(About this exercise): Number every line of the records below as a list, leaving out any blank lines.

(Data provided):
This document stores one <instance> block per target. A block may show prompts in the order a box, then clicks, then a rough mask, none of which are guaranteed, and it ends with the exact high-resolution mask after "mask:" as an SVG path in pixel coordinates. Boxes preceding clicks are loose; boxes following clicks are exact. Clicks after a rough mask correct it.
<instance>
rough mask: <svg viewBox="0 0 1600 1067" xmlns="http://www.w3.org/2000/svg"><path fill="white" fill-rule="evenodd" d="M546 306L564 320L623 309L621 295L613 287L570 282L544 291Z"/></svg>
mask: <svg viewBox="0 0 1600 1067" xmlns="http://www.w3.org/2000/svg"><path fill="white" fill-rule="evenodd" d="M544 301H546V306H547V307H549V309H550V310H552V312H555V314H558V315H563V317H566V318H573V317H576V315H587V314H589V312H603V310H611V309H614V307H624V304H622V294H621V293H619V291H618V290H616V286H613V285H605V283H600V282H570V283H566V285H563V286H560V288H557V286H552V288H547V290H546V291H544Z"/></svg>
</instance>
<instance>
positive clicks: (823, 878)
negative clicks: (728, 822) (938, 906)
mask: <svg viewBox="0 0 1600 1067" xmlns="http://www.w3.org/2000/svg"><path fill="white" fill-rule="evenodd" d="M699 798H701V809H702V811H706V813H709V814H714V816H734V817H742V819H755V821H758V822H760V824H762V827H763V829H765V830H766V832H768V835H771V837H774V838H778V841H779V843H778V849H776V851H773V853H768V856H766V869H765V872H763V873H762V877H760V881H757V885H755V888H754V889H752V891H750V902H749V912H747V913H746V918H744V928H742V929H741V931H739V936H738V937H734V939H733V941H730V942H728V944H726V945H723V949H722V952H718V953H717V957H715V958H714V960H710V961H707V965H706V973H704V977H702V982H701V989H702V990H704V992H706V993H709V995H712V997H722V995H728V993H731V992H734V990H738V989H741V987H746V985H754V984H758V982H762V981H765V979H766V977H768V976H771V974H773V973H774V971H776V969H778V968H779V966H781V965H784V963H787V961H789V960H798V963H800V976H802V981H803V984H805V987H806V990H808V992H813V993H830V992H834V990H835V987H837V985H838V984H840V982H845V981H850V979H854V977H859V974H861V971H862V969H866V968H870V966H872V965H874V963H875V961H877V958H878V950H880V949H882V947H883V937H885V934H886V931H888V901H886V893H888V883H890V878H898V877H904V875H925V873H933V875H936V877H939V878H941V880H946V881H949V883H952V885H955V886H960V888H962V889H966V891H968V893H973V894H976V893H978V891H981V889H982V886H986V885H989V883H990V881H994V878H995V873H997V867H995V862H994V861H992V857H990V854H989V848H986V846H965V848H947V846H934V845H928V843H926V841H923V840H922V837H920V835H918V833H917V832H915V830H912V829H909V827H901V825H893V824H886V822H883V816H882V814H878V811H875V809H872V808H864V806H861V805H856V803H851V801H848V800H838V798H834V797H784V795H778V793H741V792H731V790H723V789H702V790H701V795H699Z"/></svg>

(Result of this exercise):
1. This document stores one <instance> block per target. A block may show prompts in the order a box, then clicks, then a rough mask, none of which are guaranteed, and it ends with the exact high-resolution mask after "mask:" as an SVG path in pixel coordinates. Boxes preceding clicks are loose; boxes following clicks are exact. Clicks after a rough mask correct it.
2. <instance>
3. rough mask: <svg viewBox="0 0 1600 1067" xmlns="http://www.w3.org/2000/svg"><path fill="white" fill-rule="evenodd" d="M546 306L564 320L623 309L621 295L613 287L570 282L544 291Z"/></svg>
4. mask: <svg viewBox="0 0 1600 1067" xmlns="http://www.w3.org/2000/svg"><path fill="white" fill-rule="evenodd" d="M544 301H546V306H547V307H549V309H550V310H552V312H555V314H558V315H563V317H566V318H573V317H576V315H587V314H589V312H603V310H611V309H614V307H624V304H622V294H621V293H619V291H618V290H616V286H613V285H605V283H600V282H570V283H566V285H563V286H560V288H557V286H552V288H547V290H546V291H544Z"/></svg>
5. </instance>
6. <instance>
7. positive clicks: (823, 878)
8. negative clicks: (728, 822) (938, 906)
9. mask: <svg viewBox="0 0 1600 1067" xmlns="http://www.w3.org/2000/svg"><path fill="white" fill-rule="evenodd" d="M699 798H701V809H702V811H706V813H709V814H714V816H734V817H742V819H755V821H758V822H760V824H762V827H763V829H765V830H766V832H768V835H771V837H774V838H778V841H779V843H778V849H776V851H773V853H768V856H766V869H765V872H763V873H762V877H760V881H757V885H755V888H754V889H752V891H750V902H749V912H747V913H746V918H744V928H742V929H741V931H739V936H738V937H734V939H733V941H730V942H728V944H726V945H723V949H722V952H718V953H717V957H715V958H714V960H710V961H707V965H706V973H704V977H702V982H701V989H702V990H704V992H706V993H709V995H712V997H722V995H728V993H731V992H734V990H738V989H741V987H746V985H754V984H758V982H762V981H765V979H766V977H768V976H771V974H773V973H774V971H776V969H778V968H779V966H781V965H784V963H787V961H789V960H798V963H800V976H802V981H803V984H805V987H806V990H808V992H813V993H830V992H834V990H835V987H837V985H838V984H840V982H845V981H850V979H854V977H859V974H861V971H862V969H866V968H870V966H872V965H874V963H875V961H877V958H878V950H880V949H882V947H883V937H885V934H886V931H888V901H886V893H888V883H890V878H898V877H904V875H925V873H933V875H936V877H939V878H941V880H946V881H949V883H952V885H955V886H960V888H962V889H966V891H968V893H973V894H976V893H978V891H981V889H982V886H986V885H989V883H990V881H994V878H995V873H997V867H995V862H994V861H992V857H990V854H989V848H986V846H965V848H947V846H934V845H928V843H926V841H923V840H922V837H920V835H918V833H917V832H915V830H912V829H909V827H901V825H893V824H886V822H883V816H882V814H878V811H875V809H872V808H864V806H861V805H856V803H851V801H848V800H838V798H834V797H784V795H778V793H741V792H731V790H723V789H702V790H701V795H699Z"/></svg>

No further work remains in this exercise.